DATA SHOWN:
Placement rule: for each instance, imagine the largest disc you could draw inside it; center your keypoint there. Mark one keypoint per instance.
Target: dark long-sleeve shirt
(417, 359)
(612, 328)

--

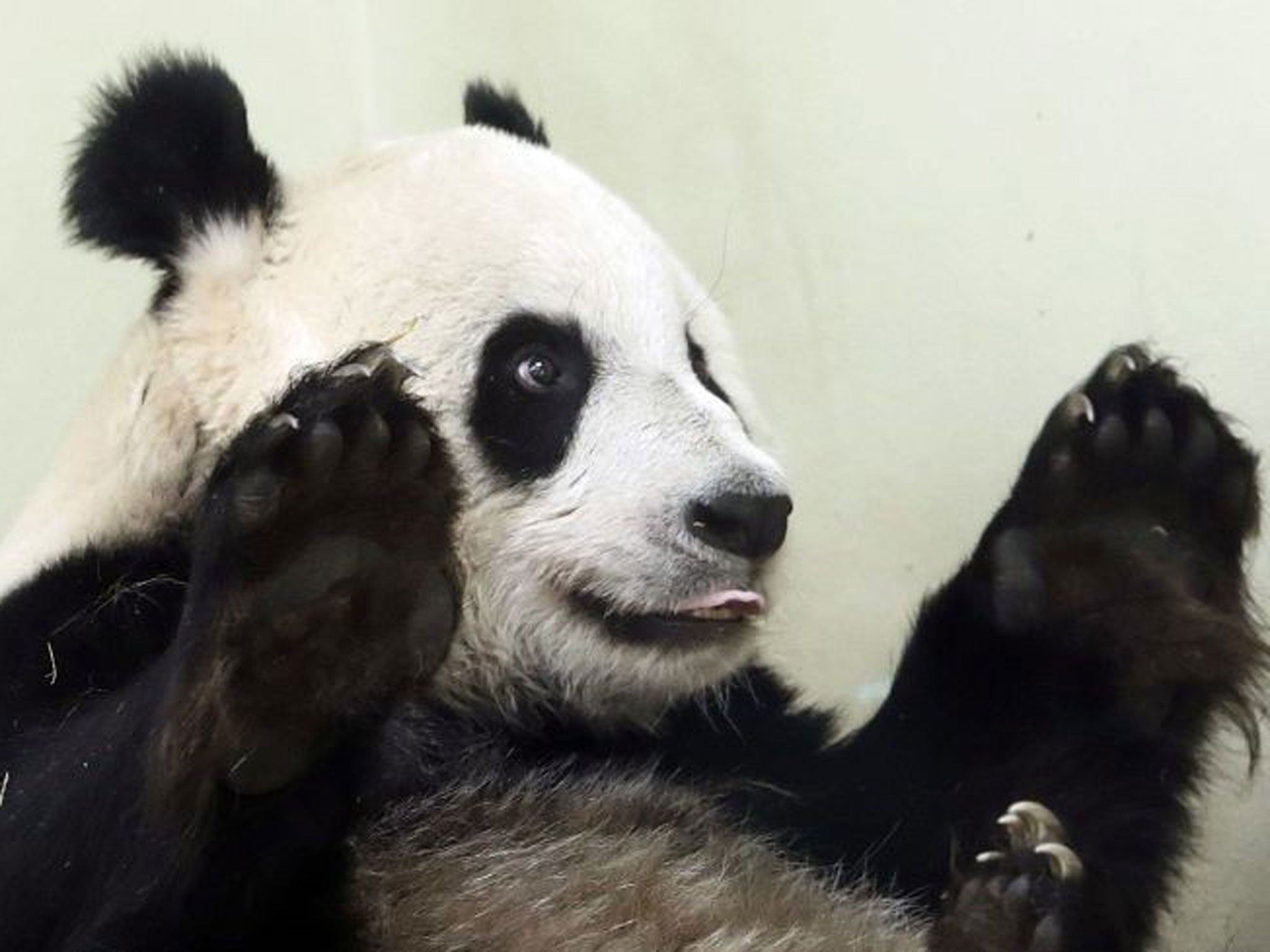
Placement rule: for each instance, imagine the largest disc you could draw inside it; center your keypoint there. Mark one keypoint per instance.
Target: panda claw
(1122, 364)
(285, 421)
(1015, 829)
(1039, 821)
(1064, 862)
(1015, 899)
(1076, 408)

BRIEF: How many lines in the listing above contain the word "Target"? Reply with the number alone.

SOLUTION TO THIS TASK: 2